>>

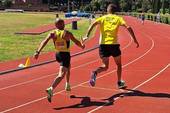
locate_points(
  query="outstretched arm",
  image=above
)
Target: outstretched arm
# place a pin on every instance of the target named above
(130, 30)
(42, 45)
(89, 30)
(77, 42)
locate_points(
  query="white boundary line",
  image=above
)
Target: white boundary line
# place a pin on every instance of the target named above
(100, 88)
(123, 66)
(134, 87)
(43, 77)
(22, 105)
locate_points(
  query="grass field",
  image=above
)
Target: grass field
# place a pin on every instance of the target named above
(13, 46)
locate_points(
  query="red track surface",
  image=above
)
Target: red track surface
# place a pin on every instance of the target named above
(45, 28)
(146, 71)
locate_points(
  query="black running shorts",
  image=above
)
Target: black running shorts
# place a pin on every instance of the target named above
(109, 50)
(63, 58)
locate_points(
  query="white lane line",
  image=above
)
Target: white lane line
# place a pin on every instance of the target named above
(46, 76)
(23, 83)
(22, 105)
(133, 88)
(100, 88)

<<
>>

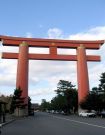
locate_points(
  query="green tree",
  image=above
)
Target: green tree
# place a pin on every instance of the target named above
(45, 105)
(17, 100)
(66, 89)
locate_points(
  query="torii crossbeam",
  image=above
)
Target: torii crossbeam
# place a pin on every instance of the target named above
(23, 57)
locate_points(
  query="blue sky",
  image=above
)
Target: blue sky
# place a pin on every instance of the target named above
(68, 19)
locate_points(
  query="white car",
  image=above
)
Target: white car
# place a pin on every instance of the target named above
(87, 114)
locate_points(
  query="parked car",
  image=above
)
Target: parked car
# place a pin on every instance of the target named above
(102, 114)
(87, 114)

<<

## Work instructions
How many lines in the entries above contain the string "track"? Case matters, and your reply should be the number alone.

## Response to this task
2